EXERCISE —
Gather every line in the material below that contains the word "shower", and copy each one out in full.

GIVEN RECORDS —
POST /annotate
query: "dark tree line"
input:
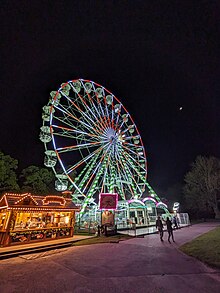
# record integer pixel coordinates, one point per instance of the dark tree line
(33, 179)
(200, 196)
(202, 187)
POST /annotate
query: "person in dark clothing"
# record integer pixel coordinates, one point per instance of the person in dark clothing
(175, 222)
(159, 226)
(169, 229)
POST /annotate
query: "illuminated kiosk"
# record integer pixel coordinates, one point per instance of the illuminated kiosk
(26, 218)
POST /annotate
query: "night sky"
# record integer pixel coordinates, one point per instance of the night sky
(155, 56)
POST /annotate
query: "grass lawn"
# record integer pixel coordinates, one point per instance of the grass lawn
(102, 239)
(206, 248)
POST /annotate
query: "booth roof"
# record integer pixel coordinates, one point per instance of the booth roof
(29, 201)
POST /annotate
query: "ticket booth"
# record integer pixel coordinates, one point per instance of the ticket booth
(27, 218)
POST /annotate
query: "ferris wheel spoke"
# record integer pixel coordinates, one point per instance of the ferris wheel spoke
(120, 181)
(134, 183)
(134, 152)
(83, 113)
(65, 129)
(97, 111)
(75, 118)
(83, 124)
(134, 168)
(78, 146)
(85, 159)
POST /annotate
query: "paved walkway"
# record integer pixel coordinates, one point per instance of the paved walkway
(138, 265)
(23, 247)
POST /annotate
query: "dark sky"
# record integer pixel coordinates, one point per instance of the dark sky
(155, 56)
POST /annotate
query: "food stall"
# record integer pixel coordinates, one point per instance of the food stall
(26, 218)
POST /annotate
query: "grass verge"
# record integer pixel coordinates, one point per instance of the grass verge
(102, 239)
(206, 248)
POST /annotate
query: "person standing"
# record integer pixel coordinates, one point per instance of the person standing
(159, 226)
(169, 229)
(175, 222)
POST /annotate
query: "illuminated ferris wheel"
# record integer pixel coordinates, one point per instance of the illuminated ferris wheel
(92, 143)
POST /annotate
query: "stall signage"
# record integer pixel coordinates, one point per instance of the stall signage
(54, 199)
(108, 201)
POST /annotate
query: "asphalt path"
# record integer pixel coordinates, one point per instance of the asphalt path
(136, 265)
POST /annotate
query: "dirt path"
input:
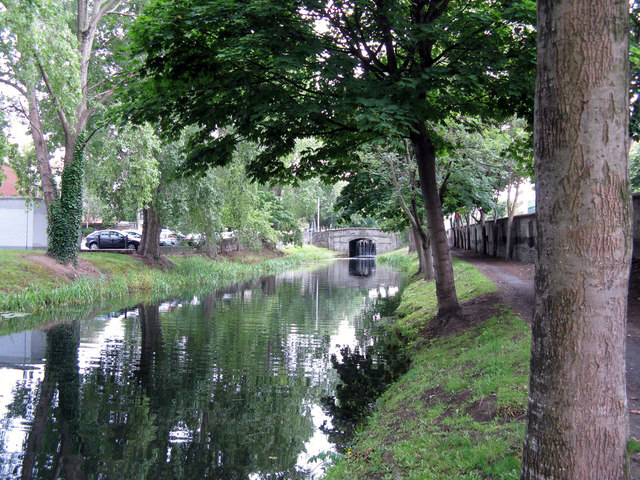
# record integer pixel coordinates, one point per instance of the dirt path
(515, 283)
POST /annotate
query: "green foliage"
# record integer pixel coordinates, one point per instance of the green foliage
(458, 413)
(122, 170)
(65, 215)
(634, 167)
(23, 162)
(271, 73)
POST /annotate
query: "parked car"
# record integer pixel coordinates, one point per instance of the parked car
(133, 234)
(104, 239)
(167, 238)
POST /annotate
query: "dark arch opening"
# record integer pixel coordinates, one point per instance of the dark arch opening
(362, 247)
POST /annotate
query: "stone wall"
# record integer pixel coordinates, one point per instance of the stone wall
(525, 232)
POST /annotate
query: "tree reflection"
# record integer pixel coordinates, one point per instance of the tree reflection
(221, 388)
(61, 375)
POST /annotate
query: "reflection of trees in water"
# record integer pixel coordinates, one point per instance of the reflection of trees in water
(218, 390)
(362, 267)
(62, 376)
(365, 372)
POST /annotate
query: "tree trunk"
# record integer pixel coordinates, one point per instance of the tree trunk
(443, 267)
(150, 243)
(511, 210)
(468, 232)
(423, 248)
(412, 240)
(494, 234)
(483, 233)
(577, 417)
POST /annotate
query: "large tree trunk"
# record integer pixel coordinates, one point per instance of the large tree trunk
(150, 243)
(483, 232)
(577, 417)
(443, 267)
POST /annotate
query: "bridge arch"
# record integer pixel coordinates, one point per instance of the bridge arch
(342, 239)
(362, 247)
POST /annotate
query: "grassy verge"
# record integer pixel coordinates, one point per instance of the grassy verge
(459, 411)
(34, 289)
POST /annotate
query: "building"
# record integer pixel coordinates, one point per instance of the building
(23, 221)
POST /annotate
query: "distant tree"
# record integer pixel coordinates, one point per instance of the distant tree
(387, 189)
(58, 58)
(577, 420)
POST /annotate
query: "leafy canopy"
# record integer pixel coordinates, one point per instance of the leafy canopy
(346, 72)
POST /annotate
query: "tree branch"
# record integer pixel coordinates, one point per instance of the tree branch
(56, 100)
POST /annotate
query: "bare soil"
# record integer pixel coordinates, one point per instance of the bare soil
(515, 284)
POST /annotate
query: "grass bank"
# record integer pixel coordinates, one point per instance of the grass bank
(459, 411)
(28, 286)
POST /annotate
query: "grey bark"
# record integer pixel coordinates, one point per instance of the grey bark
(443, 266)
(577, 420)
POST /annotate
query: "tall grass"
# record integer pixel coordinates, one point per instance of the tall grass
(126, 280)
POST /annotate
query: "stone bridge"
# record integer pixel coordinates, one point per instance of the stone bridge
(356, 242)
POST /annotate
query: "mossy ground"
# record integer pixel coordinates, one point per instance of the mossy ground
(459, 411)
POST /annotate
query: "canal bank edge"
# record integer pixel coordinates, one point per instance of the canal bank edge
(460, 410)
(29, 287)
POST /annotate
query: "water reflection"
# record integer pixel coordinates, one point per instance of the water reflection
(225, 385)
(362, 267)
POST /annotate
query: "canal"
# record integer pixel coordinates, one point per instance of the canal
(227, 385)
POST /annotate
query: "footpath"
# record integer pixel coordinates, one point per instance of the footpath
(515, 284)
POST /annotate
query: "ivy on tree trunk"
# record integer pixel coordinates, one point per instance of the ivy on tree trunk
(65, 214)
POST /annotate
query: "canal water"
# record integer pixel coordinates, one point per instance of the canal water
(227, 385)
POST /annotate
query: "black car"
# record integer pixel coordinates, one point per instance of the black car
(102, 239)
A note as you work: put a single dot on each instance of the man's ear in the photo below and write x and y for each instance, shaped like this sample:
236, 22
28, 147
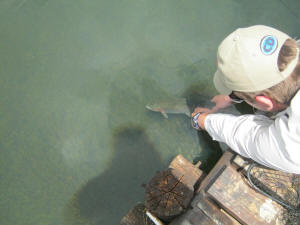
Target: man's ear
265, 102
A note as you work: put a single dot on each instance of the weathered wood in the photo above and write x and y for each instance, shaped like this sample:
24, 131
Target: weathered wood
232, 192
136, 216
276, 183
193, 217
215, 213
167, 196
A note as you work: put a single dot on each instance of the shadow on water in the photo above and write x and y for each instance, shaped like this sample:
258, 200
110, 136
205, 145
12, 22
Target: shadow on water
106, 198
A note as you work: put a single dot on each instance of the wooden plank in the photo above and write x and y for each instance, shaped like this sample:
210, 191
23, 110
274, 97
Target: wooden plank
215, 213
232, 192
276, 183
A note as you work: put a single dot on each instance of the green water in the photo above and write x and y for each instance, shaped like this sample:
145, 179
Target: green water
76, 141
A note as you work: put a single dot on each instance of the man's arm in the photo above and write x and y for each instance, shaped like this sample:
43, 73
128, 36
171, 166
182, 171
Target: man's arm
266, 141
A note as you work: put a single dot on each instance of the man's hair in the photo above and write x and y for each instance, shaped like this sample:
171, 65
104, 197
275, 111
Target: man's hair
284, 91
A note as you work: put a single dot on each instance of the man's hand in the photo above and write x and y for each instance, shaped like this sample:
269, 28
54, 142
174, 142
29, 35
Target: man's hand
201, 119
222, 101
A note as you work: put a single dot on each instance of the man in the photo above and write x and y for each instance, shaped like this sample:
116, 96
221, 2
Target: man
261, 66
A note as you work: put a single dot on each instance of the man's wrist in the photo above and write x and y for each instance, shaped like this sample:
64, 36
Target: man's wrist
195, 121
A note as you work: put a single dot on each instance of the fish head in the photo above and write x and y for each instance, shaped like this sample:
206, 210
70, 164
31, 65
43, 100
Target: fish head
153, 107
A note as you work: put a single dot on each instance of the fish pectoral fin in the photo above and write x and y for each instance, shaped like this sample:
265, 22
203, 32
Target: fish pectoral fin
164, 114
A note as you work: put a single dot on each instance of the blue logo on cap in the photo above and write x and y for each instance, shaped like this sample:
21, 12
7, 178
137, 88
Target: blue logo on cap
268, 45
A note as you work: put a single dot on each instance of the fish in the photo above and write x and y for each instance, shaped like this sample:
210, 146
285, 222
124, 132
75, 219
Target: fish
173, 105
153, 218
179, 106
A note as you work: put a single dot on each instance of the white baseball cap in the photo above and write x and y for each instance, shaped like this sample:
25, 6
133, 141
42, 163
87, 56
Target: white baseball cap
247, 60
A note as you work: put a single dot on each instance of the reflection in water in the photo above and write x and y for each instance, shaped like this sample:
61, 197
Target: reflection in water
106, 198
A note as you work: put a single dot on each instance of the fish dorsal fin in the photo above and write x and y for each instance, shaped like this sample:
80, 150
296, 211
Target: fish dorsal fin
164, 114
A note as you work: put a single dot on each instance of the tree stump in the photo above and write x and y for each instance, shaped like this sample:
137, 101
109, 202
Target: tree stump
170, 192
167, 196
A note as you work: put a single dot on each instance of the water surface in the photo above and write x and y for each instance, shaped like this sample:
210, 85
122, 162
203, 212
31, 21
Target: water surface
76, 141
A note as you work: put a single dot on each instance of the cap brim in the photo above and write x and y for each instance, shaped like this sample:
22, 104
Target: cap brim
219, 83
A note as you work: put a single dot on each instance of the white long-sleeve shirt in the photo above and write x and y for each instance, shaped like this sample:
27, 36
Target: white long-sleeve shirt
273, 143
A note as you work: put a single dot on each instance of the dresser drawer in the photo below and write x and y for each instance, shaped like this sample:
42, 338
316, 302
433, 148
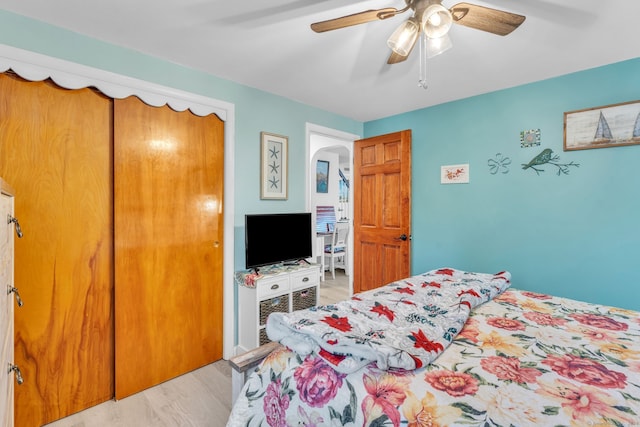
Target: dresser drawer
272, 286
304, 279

...

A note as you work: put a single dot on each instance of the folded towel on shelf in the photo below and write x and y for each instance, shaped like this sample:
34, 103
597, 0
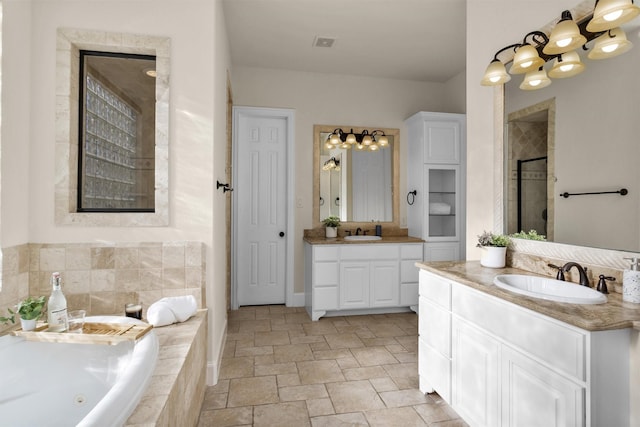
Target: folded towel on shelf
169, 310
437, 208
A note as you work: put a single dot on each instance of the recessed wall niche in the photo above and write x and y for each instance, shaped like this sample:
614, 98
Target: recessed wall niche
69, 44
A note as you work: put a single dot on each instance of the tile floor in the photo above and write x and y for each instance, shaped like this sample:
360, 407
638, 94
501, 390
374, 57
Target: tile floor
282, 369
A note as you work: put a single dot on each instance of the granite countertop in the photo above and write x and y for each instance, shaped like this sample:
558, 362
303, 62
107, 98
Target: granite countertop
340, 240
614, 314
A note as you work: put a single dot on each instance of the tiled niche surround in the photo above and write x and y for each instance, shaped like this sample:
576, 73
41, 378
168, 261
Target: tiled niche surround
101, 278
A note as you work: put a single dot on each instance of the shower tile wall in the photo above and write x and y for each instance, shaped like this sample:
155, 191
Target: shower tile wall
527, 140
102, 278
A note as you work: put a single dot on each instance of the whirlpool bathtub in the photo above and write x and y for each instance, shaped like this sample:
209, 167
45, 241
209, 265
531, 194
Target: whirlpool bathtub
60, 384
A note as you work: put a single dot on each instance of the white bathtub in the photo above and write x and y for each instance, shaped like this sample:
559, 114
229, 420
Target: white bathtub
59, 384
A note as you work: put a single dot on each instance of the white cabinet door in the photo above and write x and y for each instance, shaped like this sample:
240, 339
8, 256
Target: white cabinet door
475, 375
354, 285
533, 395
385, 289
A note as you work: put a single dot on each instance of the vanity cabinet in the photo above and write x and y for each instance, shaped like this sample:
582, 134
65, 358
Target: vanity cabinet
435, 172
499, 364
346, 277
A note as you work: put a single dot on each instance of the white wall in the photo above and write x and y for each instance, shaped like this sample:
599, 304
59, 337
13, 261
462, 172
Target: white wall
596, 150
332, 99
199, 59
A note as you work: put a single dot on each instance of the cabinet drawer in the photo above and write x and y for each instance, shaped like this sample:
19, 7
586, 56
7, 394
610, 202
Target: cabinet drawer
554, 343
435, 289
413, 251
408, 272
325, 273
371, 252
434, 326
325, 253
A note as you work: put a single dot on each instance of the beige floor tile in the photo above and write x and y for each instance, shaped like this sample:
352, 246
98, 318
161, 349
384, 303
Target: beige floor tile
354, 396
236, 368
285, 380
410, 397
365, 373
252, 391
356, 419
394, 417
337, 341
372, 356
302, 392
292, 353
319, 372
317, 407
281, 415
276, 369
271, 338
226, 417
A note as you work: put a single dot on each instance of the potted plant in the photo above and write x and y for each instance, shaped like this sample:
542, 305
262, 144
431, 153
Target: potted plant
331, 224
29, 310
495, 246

* * *

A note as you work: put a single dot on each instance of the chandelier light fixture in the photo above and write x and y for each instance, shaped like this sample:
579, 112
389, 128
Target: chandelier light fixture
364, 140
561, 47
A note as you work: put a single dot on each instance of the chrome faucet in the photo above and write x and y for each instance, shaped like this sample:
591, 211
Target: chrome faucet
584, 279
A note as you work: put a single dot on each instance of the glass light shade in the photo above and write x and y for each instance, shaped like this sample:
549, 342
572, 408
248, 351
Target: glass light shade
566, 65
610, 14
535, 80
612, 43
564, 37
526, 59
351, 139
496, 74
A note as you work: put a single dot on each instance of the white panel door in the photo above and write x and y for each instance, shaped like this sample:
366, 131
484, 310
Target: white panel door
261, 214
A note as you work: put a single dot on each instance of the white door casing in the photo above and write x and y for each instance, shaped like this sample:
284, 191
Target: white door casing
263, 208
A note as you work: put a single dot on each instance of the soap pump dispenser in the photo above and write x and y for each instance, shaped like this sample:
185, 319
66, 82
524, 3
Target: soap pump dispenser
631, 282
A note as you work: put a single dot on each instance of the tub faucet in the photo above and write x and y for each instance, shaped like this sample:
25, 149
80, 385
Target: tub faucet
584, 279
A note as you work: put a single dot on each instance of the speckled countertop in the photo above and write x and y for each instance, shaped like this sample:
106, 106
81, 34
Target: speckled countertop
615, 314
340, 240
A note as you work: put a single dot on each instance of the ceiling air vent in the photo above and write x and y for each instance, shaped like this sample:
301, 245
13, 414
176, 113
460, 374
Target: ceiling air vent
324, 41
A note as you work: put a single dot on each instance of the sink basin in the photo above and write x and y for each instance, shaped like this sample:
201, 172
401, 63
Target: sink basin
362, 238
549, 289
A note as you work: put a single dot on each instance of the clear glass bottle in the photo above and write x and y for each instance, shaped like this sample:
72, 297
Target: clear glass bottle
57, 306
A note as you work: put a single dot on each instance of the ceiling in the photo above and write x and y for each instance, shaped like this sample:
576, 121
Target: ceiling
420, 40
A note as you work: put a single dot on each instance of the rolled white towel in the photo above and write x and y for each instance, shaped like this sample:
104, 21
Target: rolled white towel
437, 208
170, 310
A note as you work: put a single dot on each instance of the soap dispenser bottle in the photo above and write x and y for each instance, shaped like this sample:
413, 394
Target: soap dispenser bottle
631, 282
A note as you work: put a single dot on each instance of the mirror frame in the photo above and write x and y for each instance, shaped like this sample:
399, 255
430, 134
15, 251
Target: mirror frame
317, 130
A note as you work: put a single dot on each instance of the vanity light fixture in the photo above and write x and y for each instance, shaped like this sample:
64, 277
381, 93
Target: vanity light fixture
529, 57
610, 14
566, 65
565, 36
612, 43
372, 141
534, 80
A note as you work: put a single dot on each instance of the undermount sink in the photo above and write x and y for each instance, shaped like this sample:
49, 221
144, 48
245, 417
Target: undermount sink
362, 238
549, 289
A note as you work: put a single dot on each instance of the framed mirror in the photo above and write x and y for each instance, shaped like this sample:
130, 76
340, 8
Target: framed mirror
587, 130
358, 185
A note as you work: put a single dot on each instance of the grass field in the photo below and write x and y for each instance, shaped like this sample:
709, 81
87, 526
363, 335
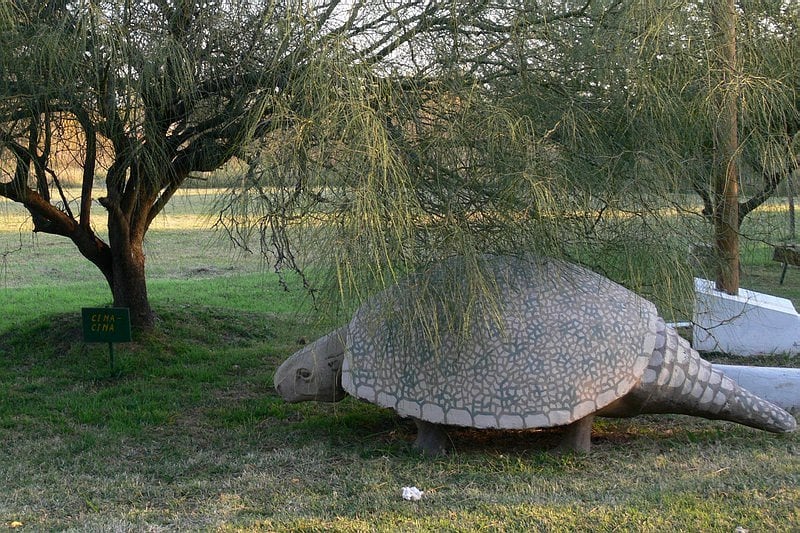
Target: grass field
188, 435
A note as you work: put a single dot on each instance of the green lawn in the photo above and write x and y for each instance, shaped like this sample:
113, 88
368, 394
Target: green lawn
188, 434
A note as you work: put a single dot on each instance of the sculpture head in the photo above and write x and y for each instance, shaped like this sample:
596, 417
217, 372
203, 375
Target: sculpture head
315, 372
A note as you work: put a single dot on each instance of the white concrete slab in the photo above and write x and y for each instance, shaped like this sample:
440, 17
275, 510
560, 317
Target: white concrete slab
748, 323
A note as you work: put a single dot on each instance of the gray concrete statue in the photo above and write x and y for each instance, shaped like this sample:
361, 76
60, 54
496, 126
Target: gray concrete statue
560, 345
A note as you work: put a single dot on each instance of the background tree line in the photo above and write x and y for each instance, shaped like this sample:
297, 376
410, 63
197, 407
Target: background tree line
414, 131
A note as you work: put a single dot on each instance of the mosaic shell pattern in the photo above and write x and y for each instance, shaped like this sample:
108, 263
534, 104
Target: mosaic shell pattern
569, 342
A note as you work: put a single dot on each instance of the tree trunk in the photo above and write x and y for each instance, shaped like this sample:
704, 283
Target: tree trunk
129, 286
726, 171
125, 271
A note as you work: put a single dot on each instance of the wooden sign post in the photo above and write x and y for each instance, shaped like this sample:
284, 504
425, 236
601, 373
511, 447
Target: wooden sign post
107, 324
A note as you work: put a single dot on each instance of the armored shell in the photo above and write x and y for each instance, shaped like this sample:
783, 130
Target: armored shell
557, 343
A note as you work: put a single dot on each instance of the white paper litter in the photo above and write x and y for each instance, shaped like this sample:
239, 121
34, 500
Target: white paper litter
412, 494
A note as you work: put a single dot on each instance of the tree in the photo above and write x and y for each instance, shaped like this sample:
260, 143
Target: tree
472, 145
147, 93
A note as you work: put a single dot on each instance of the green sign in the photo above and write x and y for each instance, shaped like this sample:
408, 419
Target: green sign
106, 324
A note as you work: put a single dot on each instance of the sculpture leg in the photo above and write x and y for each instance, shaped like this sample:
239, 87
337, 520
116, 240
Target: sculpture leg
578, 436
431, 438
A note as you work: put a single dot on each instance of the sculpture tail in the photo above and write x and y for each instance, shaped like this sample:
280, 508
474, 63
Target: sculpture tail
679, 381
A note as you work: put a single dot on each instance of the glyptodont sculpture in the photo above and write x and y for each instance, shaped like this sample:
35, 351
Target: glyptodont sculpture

WRITTEN SOLUTION —
A note as you work: put a single dot on each instance of the shower tile wall in the photo above and write x and y for each instance, shaped like this sample:
Target: shower tile wall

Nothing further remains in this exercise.